Задание A | Извлеките из приведенных ниже записей каждую строку, где встречается слово «cliff».

Выбранный отрывок |
Вы здесь

XII.

XII.

Новый, 1938 год, камера № 45 встретила угрюмо: участились допросы с избиениями, пошли в ход резиновые палки.
В конце марта исполнилось уже полгода моего сидения в этой камере «под предварительным следствием».
Надо сказать, что по советским «законам» такой предварительный арест может продолжаться только два месяца; по истечении их должно последовать новое разрешение прокурора на продолжение срока еще на два месяца. Нет ничего проще: следователи предъявляют прокурору НКВД списки заключенных, арест которых должен быть продлен в виду незаконченного следствия, и он механически штампует — «продлить», «продлить», «продлить», отнюдь не входя в рассмотрение существа самих дел. Через новые два месяца — повторение той же истории, и таким образом, заключенные могут годами сидеть в тюрьме «под предварительным следствием», а «закон» — соблюден.
Люди приходили и уходили, старожилов в нашей камере оставалось все меньше и меньше. Пришла, наконец, и моя очередь расставаться навсегда с камерой № 45, в которой я так длительно обжился и, пройдя все стажи от «метро» через «самолет» до нар, помещался уже на лучшем месте — на нарах почти у самого окна.
После утреннего чая 6-го апреля меня вызвали — {327} на этот раз «с вещами»! Такой вызов всегда был сенсацией: куда-то переводят человека из Бутырки? В другую тюрьму? В этапную камеру? О том, что могут выпустить «на волю» — никто не мечтал, таких случаев пока не бывало. Собрав вещи, я попрощался с товарищами. С некоторыми из них очень сжился. Прощай, камера № 45!
Повторение пройденного: «вокзал», обычная изразцовая труба, обычный обыск вещей, обычные и зычные окрики: «разденьтесь догола! встаньте! откройте рот! высуньте язык!» — и прочее, до конца этой тюремной ектиньи, столько уж раз мною прослушанной. Но и кое-что новое: мне предложили сдать казенные вещи — одеяло, миску, ложку, кружку, а затем повели в анкетную комнату, проэкзаменовали меня по моей анкете и вычеркнули из списков Бутырской тюрьмы. Прощай, Бутырка!

Имеющиеся записи |
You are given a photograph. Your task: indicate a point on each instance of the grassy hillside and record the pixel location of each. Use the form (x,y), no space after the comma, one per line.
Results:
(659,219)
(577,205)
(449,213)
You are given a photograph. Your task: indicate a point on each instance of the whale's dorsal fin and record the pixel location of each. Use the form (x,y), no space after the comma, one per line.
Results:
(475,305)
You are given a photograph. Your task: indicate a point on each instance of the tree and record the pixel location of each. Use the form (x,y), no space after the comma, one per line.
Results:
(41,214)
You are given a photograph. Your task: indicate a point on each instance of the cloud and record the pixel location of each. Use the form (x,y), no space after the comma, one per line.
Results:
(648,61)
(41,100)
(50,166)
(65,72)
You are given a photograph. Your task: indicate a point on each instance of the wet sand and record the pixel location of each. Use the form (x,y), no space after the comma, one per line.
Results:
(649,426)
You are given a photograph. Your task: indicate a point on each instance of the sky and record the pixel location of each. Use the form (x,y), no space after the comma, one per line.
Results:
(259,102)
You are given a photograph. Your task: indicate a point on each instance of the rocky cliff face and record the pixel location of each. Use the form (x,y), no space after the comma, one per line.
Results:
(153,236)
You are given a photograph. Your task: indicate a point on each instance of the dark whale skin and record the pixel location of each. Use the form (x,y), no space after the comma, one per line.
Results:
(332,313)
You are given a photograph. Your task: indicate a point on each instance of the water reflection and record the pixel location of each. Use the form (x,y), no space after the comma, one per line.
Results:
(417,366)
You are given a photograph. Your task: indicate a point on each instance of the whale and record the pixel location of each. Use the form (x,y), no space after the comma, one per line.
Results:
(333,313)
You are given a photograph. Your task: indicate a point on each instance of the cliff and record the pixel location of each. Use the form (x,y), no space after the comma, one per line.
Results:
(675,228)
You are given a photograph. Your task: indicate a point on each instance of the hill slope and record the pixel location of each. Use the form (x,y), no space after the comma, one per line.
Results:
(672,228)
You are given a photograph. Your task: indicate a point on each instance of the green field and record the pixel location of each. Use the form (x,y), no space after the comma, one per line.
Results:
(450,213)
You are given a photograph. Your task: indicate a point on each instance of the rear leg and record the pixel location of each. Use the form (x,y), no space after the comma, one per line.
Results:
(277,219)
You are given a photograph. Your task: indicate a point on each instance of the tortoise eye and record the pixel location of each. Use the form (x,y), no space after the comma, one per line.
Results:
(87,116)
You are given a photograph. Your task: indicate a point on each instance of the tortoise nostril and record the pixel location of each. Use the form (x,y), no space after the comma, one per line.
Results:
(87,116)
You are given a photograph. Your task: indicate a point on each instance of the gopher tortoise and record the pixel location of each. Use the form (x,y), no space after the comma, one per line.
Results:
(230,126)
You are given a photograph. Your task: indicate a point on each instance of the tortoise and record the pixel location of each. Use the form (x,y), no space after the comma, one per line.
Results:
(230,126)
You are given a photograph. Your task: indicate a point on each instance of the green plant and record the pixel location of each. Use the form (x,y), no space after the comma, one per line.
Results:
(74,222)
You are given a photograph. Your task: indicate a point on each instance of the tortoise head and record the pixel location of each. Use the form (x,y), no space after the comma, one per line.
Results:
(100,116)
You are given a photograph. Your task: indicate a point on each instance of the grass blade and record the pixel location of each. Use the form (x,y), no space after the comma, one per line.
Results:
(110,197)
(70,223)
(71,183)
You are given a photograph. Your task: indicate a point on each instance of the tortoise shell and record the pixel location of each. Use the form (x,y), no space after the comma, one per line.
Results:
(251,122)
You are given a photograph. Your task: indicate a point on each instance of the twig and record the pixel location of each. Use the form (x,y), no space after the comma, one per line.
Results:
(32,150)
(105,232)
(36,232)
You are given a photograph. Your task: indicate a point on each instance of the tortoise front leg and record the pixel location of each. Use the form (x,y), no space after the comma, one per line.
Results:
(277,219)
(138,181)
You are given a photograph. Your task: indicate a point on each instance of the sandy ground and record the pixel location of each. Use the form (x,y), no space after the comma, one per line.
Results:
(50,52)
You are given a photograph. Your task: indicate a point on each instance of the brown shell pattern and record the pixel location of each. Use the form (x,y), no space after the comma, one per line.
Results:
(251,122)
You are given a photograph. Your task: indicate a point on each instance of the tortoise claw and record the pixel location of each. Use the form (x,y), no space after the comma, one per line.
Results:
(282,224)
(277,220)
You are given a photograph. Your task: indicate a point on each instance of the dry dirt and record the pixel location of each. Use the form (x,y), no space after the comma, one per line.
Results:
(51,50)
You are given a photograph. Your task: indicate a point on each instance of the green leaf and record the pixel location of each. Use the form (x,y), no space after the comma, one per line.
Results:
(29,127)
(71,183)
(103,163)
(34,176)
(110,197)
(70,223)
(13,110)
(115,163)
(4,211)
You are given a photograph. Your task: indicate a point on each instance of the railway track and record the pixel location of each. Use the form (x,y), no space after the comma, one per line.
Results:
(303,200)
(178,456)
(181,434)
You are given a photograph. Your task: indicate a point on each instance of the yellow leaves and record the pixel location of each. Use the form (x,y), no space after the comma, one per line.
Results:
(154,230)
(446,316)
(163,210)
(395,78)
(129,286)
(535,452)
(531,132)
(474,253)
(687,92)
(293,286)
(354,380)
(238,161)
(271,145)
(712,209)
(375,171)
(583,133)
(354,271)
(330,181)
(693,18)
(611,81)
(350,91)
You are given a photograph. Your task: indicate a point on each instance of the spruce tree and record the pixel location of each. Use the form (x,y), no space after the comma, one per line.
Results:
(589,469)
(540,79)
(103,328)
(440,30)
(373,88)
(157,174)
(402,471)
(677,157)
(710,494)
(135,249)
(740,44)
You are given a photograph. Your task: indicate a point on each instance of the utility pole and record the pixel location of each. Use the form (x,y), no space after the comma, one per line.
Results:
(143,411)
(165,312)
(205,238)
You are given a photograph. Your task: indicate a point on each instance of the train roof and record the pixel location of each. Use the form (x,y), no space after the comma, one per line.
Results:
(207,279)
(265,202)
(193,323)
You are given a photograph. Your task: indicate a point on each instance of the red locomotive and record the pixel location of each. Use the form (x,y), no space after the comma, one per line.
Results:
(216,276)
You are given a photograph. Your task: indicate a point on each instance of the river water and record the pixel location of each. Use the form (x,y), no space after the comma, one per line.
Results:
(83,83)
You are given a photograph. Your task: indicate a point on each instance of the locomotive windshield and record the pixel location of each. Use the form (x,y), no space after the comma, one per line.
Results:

Задание B | Выпишите полностью и без изменений приведенный выше отрывок о прощании с камерой № 45.

Ответ A |
You are given a photograph. Your task: indicate a point on each instance of the rocky cliff face and record the pixel location of each. Use the form (x,y), no space after the comma, one per line.
You are given a photograph. Your task: indicate a point on each instance of the cliff and record the pixel location of each. Use the form (x,y), no space after the comma, one per line.

Ответ B |
Вы здесь

XII.

XII.

Новый, 1938 год, камера № 45 встретила угрюмо: участились допросы с избиениями, пошли в ход резиновые палки.
В конце марта исполнилось уже полгода моего сидения в этой камере «под предварительным следствием».
Надо сказать, что по советским «законам» такой предварительный арест может продолжаться только два месяца; по истечении их должно последовать новое разрешение прокурора на продолжение срока еще на два месяца. Нет ничего проще: следователи предъявляют прокурору НКВД списки заключенных, арест которых должен быть продлен в виду незаконченного следствия, и он механически штампует — «продлить», «продлить», «продлить», отнюдь не входя в рассмотрение существа самих дел. Через новые два месяца — повторение той же истории, и таким образом, заключенные могут годами сидеть в тюрьме «под предварительным следствием», а «закон» — соблюден.
Люди приходили и уходили, старожилов в нашей камере оставалось все меньше и меньше. Пришла, наконец, и моя очередь расставаться навсегда с камерой № 45, в которой я так длительно обжился и, пройдя все стажи от «метро» через «самолет» до нар, помещался уже на лучшем месте — на нарах почти у самого окна.
После утреннего чая 6-го апреля меня вызвали — {327} на этот раз «с вещами»! Такой вызов всегда был сенсацией: куда-то переводят человека из Бутырки? В другую тюрьму? В этапную камеру? О том, что могут выпустить «на волю» — никто не мечтал, таких случаев пока не бывало. Собрав вещи, я попрощался с товарищами. С некоторыми из них очень сжился. Прощай, камера № 45!
Повторение пройденного: «вокзал», обычная изразцовая труба, обычный обыск вещей, обычные и зычные окрики: «разденьтесь догола! встаньте! откройте рот! высуньте язык!» — и прочее, до конца этой тюремной ектиньи, столько уж раз мною прослушанной. Но и кое-что новое: мне предложили сдать казенные вещи — одеяло, миску, ложку, кружку, а затем повели в анкетную комнату, проэкзаменовали меня по моей анкете и вычеркнули из списков Бутырской тюрьмы. Прощай, Бутырка!